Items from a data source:

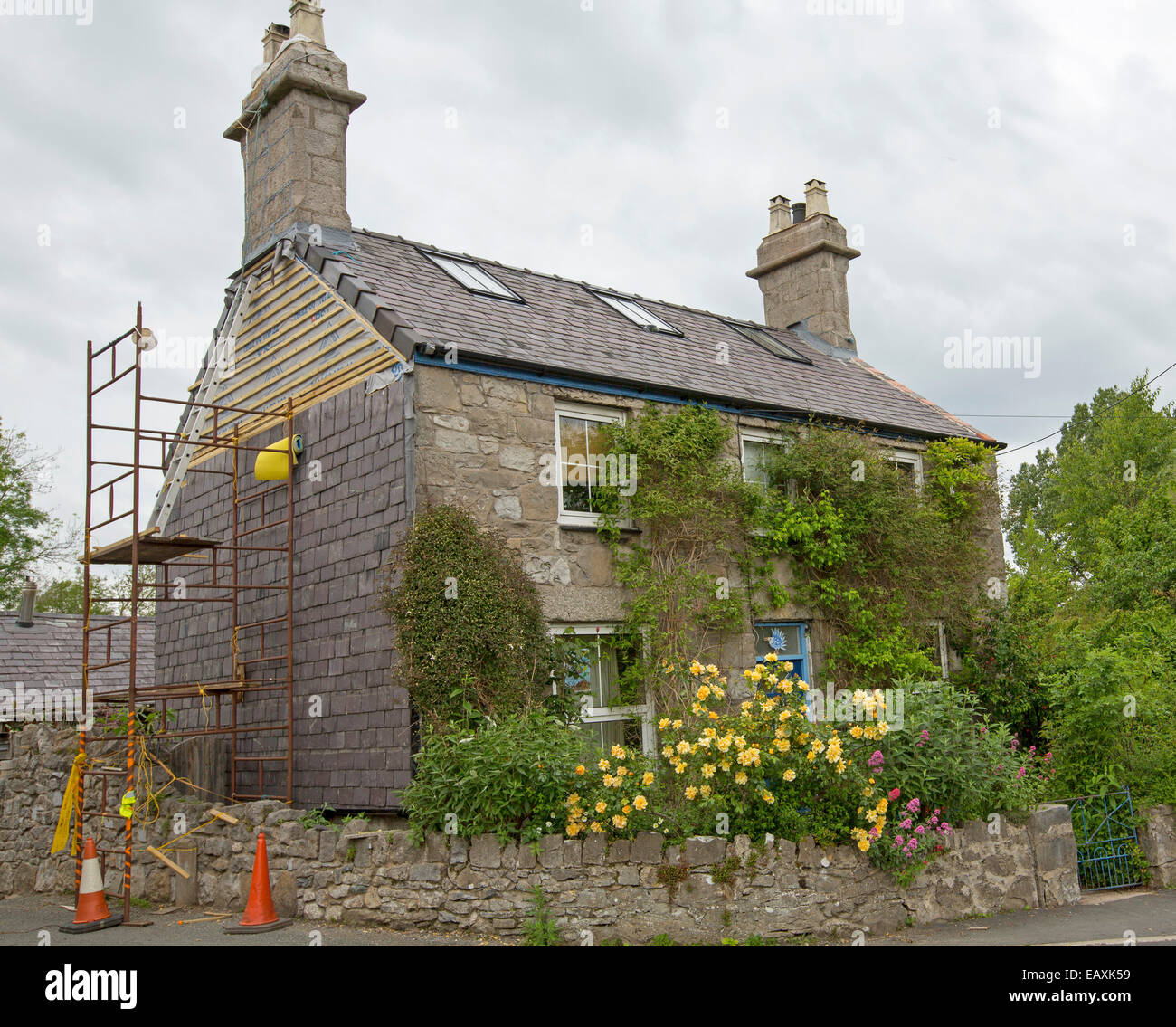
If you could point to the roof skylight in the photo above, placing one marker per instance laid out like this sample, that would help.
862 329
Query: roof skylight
473 277
638 314
767 341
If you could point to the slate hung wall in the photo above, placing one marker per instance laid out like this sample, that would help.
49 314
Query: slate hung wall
356 755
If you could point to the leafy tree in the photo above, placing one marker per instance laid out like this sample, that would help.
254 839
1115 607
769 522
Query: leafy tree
693 509
28 534
65 595
1085 657
877 559
1114 454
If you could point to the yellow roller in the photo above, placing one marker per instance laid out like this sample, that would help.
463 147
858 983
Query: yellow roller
273 462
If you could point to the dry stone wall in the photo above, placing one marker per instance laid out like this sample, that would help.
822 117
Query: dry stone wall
701 890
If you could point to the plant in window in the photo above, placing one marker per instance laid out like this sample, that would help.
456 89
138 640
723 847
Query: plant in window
693 507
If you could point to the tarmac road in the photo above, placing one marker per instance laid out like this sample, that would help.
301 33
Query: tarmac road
1101 919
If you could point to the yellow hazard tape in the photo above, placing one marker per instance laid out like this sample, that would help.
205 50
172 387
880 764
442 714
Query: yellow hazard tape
62 833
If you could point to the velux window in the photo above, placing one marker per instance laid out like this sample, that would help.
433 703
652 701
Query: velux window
768 341
638 313
473 277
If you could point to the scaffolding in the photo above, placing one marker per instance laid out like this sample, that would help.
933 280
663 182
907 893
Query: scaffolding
253 563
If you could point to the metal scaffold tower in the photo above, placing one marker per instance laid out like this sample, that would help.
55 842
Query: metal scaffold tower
253 563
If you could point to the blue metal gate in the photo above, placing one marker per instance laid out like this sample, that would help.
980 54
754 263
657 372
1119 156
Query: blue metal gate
1108 843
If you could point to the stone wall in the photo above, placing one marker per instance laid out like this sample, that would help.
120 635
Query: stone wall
701 890
480 445
1157 839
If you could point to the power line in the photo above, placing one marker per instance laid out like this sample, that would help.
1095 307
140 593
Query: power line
1058 432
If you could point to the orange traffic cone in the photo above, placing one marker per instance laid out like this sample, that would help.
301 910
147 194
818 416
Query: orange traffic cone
259 909
92 909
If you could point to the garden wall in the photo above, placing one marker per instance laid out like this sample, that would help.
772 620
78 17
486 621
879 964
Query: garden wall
702 890
1157 839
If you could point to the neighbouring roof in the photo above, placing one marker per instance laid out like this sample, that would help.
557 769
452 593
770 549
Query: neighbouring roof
48 654
561 329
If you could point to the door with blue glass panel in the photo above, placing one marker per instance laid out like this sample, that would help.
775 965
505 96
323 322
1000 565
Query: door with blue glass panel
788 640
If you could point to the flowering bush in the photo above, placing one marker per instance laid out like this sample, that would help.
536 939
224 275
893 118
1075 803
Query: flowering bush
612 795
757 768
1023 776
912 840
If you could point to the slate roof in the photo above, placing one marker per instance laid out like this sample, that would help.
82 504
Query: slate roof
564 329
48 654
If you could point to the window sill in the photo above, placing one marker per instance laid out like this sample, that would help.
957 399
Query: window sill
572 528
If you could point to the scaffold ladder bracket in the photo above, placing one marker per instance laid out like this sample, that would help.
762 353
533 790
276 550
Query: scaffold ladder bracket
220 356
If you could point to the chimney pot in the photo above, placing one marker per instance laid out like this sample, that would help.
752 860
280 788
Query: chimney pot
777 214
27 602
802 271
306 19
292 133
271 42
816 198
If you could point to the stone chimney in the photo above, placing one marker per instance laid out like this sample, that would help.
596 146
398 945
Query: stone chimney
801 270
293 137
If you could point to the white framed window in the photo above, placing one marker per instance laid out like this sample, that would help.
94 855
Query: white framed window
586 463
606 653
909 461
755 448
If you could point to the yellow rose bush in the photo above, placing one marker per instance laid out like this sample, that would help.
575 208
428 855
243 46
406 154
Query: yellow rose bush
614 795
760 766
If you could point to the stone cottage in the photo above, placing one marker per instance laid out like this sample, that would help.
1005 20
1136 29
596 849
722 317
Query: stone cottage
422 376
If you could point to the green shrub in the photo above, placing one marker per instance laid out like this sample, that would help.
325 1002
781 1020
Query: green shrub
469 625
508 778
945 753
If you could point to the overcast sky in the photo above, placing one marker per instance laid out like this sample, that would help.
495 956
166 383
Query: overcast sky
1007 167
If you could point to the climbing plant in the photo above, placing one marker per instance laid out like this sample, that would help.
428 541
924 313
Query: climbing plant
470 631
694 510
874 556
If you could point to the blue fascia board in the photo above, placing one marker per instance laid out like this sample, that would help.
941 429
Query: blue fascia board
653 395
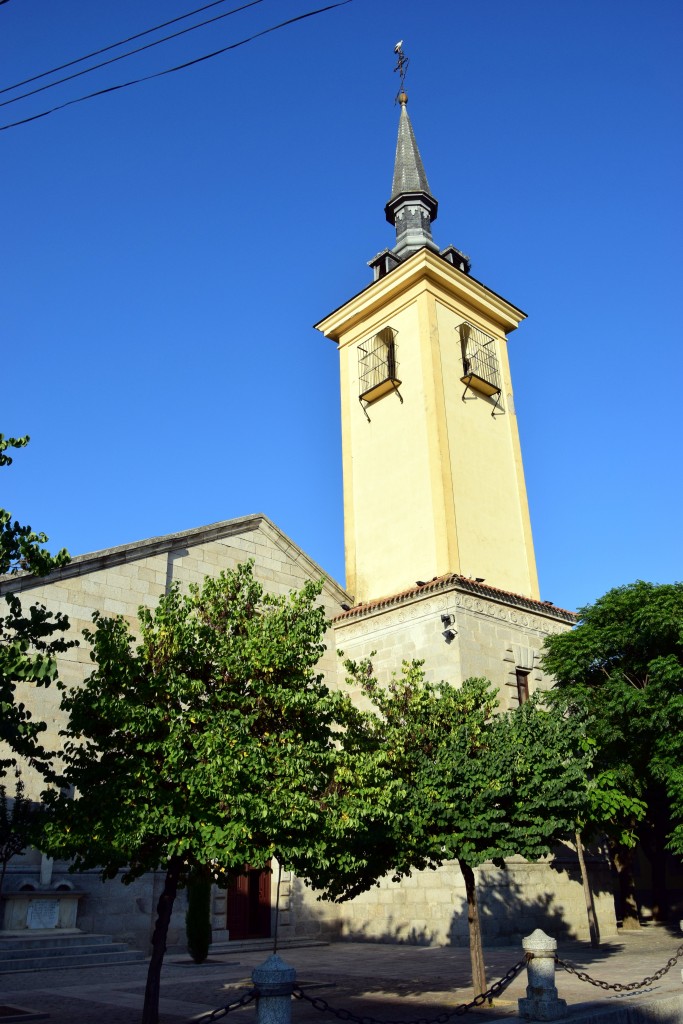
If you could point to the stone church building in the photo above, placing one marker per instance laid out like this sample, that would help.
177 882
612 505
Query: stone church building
439 566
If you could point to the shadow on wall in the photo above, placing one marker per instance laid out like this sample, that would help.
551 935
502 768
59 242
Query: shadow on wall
512 904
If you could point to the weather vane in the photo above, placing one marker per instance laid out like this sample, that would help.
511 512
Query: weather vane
401 68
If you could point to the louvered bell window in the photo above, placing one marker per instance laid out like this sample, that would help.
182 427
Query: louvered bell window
378 368
480 369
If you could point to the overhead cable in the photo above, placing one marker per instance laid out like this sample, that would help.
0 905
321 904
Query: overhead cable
170 71
121 56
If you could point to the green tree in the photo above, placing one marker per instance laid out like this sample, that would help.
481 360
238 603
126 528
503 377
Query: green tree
210 741
625 663
29 640
436 774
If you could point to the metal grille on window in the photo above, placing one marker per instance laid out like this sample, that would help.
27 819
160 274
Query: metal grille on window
378 367
480 369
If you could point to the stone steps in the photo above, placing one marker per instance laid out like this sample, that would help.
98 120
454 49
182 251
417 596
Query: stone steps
47 951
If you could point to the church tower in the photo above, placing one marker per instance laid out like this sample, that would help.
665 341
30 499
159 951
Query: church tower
433 478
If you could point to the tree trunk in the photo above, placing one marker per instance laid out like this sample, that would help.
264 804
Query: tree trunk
623 860
474 927
164 910
588 895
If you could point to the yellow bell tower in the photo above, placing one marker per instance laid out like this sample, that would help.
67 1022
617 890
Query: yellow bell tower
433 477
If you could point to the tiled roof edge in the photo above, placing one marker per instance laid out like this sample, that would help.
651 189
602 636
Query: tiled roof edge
462 583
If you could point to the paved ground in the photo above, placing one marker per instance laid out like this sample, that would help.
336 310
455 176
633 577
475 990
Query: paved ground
392 983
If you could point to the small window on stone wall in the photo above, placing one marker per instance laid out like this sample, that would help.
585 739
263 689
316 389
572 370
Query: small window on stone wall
522 685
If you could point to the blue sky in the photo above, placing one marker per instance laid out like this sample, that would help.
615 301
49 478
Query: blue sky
167 248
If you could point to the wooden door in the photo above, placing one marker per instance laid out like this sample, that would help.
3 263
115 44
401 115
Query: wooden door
249 905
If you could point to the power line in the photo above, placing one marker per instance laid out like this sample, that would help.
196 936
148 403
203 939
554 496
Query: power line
169 71
121 56
122 42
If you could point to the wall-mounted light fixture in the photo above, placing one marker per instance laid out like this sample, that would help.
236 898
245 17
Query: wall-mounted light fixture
447 633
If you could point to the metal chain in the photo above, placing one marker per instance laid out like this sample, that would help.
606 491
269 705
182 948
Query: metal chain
630 986
216 1015
346 1015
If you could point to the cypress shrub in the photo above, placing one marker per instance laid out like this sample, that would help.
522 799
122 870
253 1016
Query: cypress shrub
198 918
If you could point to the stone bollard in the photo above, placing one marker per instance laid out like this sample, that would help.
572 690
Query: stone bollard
273 982
542 1003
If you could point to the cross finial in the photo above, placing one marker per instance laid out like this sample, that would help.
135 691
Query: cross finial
401 67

[YOUR ASSIGNMENT] Taking the line with "If you could point to the cross" as the start and the last line of the data above as the end, write out those two lines and every line between them exactly, and only those.

[EXPECTED OUTPUT]
If you could point to the cross finial in the photo above, placing one marker per instance laid out like this sample, that would help.
135 691
Query: cross finial
401 67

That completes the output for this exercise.